**STATED GOAL**
Rewrite the records below, replacing every "single point" with "one point" and leaving everything else unchanged.

Point labeling dataset excerpts:
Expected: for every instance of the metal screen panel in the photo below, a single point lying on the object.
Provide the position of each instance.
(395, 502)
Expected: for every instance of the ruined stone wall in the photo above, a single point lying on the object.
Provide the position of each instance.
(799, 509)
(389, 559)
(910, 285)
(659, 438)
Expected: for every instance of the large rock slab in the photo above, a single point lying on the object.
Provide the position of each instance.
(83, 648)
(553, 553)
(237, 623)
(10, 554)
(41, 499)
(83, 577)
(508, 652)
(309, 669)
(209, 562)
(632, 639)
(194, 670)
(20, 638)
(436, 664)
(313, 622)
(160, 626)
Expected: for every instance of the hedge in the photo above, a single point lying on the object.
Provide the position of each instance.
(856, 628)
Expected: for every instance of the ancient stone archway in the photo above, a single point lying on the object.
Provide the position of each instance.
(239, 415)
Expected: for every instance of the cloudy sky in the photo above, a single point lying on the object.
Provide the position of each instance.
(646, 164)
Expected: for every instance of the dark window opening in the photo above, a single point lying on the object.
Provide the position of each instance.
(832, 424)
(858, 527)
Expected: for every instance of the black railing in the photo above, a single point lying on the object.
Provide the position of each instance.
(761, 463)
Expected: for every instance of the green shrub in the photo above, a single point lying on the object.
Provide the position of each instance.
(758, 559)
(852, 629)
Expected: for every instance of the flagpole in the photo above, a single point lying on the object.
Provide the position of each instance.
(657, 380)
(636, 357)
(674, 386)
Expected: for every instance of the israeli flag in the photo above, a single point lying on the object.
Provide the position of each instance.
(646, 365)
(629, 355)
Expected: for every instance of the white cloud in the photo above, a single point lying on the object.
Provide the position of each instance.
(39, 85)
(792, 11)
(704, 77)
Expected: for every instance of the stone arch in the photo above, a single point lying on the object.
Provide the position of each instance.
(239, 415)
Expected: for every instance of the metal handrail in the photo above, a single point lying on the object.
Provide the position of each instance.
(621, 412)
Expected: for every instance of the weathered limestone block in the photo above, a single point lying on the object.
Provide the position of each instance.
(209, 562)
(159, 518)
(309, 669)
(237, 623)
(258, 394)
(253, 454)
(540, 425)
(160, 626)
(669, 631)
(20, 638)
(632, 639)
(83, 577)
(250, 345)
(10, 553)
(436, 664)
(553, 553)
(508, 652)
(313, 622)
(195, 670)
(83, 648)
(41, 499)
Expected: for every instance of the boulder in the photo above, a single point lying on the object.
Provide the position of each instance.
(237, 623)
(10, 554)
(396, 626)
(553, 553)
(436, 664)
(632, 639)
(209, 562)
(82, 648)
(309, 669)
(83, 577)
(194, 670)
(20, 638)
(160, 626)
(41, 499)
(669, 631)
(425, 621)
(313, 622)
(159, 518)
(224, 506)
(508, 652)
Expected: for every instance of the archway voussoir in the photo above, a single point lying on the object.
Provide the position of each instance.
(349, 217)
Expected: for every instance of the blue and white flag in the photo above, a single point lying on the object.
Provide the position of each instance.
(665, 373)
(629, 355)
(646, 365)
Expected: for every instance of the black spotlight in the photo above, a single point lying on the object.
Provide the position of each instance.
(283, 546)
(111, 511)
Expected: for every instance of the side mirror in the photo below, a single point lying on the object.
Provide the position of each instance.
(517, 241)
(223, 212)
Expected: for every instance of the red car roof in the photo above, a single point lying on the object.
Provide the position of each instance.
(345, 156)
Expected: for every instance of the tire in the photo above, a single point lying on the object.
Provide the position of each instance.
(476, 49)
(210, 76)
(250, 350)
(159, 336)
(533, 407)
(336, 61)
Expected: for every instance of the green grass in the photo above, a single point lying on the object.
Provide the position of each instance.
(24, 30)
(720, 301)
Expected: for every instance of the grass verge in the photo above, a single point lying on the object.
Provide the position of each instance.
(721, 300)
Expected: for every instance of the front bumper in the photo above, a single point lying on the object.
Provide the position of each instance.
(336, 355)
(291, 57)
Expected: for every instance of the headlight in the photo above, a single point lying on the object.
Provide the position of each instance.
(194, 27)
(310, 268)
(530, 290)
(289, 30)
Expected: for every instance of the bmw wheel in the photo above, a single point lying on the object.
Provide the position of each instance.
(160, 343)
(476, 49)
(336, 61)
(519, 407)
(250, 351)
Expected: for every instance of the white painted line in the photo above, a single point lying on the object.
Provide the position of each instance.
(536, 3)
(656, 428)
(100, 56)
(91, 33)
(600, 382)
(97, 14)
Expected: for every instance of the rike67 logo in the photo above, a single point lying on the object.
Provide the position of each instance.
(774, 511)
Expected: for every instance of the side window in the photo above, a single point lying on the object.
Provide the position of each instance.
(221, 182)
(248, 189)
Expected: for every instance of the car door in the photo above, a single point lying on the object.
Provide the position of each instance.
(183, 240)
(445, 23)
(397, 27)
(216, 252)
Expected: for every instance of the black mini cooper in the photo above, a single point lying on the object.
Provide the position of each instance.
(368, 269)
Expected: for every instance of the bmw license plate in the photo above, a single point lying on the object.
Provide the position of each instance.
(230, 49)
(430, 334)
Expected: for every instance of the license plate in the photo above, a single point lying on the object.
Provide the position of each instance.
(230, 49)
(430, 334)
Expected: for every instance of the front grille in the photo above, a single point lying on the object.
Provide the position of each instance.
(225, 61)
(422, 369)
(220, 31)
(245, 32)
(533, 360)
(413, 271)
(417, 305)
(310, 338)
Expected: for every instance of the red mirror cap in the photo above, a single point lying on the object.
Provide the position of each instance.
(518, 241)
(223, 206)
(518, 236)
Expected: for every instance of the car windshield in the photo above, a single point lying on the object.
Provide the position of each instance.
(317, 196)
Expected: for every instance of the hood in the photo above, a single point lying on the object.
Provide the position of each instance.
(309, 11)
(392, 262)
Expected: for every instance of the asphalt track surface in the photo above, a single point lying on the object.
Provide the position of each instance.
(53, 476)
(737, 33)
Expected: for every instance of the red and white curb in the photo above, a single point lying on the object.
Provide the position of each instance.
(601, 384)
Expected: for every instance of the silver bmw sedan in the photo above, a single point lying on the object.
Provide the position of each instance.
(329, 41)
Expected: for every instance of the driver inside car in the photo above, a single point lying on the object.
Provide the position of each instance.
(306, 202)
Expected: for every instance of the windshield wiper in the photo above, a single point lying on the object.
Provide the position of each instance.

**ANSWER BELOW**
Expected: for every instance of the metal screen panel in the photo below, a one point lying on the object.
Provide the position of each instance.
(395, 502)
Expected: for every instance of the ruined stone wall in the photo above, a one point lying on the object.
Provide the position of each instance.
(799, 509)
(389, 559)
(910, 285)
(659, 438)
Expected: for every instance of the large rock slab in the photo above, a one point lying on the object.
Provide the position of each instance.
(83, 648)
(553, 553)
(237, 623)
(10, 554)
(41, 499)
(83, 577)
(508, 652)
(309, 669)
(209, 562)
(632, 639)
(194, 670)
(20, 638)
(436, 664)
(313, 622)
(160, 626)
Expected: for every instance of the hedge in the photo above, a one point lying on the object.
Provide the position of each instance.
(856, 628)
Expected: for every instance of the ancient stone archway in the photo above, a one point lying on the object.
Provide the position of each instance.
(239, 415)
Expected: for every instance of the cloudy sky in the photo above, a one point lying on the object.
Provide the position of each instance.
(646, 164)
Expected: for every instance of the dark window opening in the photo above, a one point lying on the object.
Provide the position of each instance.
(832, 424)
(858, 527)
Expected: for every instance of the black railing in the photo above, a one point lying on the object.
Provide the position of each instance.
(761, 463)
Expected: for every instance of the green shrub in the photo above, a one point lying on the object.
Provide the position of each instance.
(758, 559)
(852, 629)
Expected: for every instance of the flagpole in the photo above, a one point lying on the object.
Provide the position of each instance.
(657, 380)
(636, 357)
(674, 386)
Expected: for every instance of the israeli flag in the photo above, a one point lying on the object.
Provide the position of each instance.
(646, 365)
(629, 355)
Expected: for every instance of the white cloud in the photo above, a one point lying on the object.
Provide the position of each instance.
(39, 85)
(792, 11)
(704, 77)
Expected: for every instance of the stone arch in the photo above, a one point lying on the object.
Provide the position of each instance.
(239, 415)
Expected: for every instance of the metal handrail in the photo above, a one point lying on the object.
Provide the position of each instance.
(621, 412)
Expected: for every instance of the weathered limestone block in the photo above, a one point lying on the object.
Provide the position of each instance.
(209, 562)
(159, 518)
(309, 669)
(237, 623)
(258, 394)
(253, 454)
(540, 425)
(160, 626)
(669, 631)
(20, 638)
(632, 639)
(83, 577)
(250, 345)
(10, 553)
(436, 664)
(553, 553)
(508, 652)
(313, 622)
(195, 670)
(83, 648)
(41, 499)
Expected: for every instance of the boulder in the photo above, a one point lying on the object.
Provide the position of each instance.
(237, 623)
(10, 554)
(396, 626)
(553, 553)
(436, 664)
(632, 639)
(209, 562)
(82, 648)
(309, 669)
(83, 577)
(194, 670)
(20, 638)
(160, 626)
(41, 499)
(669, 631)
(425, 621)
(313, 622)
(159, 518)
(224, 506)
(508, 652)
Expected: for every instance of the archway voussoir in the photo above, a one point lying on the object.
Provide the position of each instance.
(349, 217)
Expected: for every instance of the blue and white flag in the photo above, a one point lying on the object.
Provide the position of each instance.
(665, 373)
(629, 355)
(646, 365)
Expected: for every instance of the black spotlight in the photo above, a one point lying on the object.
Provide the position of each instance.
(283, 546)
(111, 511)
Expected: for every instance of the side mirror in the photo below, a one point lying on the object.
Provide the position of each instance.
(517, 241)
(223, 212)
Expected: for every instance of the red car roof in the photo above, a one point lying on the object.
Provide the position of each instance.
(345, 156)
Expected: for every instance of the tire in the photo above, a one point lying on the object.
Provide the position of each instance.
(476, 49)
(210, 76)
(250, 350)
(159, 336)
(533, 407)
(336, 61)
Expected: for every instance of the green grass in the photo above, a one point lying on the object.
Provide the position of each instance.
(24, 30)
(720, 301)
Expected: for every instance of the grass verge in the photo above, a one point lying on the object.
Provide the position of each instance.
(721, 300)
Expected: for every instance of the front bumper in the photo above, a one point lying on the object.
Provide the position of each instance.
(336, 355)
(291, 57)
Expected: for every instance of the headlight in the photo above, a one point lying on the object.
Provide the position of each instance.
(194, 27)
(310, 268)
(530, 290)
(289, 30)
Expected: for every instance of the bmw wheel in the photo above, a one point lying on the object.
Provide the position of each instance.
(160, 343)
(476, 49)
(336, 61)
(519, 407)
(250, 351)
Expected: for every instance of the white painted line in the photo above, a one point lying on the object.
Provide the position of each instance.
(536, 3)
(656, 428)
(100, 56)
(91, 33)
(600, 382)
(97, 14)
Expected: for every instance of the rike67 logo in the photo above, a one point lying on the object.
Provide the position of each instance.
(774, 511)
Expected: for every instance of the side window in the photo above, a one point lying on the object.
Provide the position of each instance.
(221, 182)
(248, 189)
Expected: for every instance of the car door in the photo above, a one point lying on the object.
Provide the position of each instance.
(183, 240)
(445, 23)
(397, 27)
(216, 252)
Expected: for every instance of the black mini cooper in the photo above, a one point lying on the object.
Provide the position of each instance.
(368, 269)
Expected: for every instance of the bmw license plate in the photo above, a one point lying on the object.
Provide the position of each instance.
(230, 49)
(430, 334)
Expected: for every instance of the license plate in the photo above, a one point lying on the object.
Provide the position of each instance.
(230, 49)
(430, 334)
Expected: for every instance of the front grille in the photo above, a one point lying on the object.
Provide the position of each instance.
(225, 61)
(422, 369)
(220, 31)
(245, 32)
(533, 360)
(413, 271)
(417, 305)
(310, 338)
Expected: for every instance of the red mirror cap in the photo above, a one point lying on the object.
Provide the position of each instance.
(518, 241)
(223, 206)
(518, 236)
Expected: for every instance of the car windshield in the photo above, a one point lying on the object.
Provide the position of each instance.
(317, 196)
Expected: for every instance of the hood in the photo above, a one point lying on the object.
Provide the position of each instance.
(309, 11)
(392, 262)
Expected: for every instance of the asphalt track surface in the photo above, a one point lying on the object.
Provide the position of each instance.
(53, 476)
(737, 33)
Expected: for every instance of the red and white curb in the photo above, a one point lying on the object.
Provide the position of each instance.
(601, 384)
Expected: for every instance of the silver bmw sedan in the photo above, a one point lying on the object.
Provide the position of each instance.
(329, 41)
Expected: for every instance of the driver inside car in the photo above, a one point lying on the object.
Provide the position of each instance.
(306, 202)
Expected: for every instance of the windshield wiper in the photo above, a one point lying on the object.
Provide the position of each instance.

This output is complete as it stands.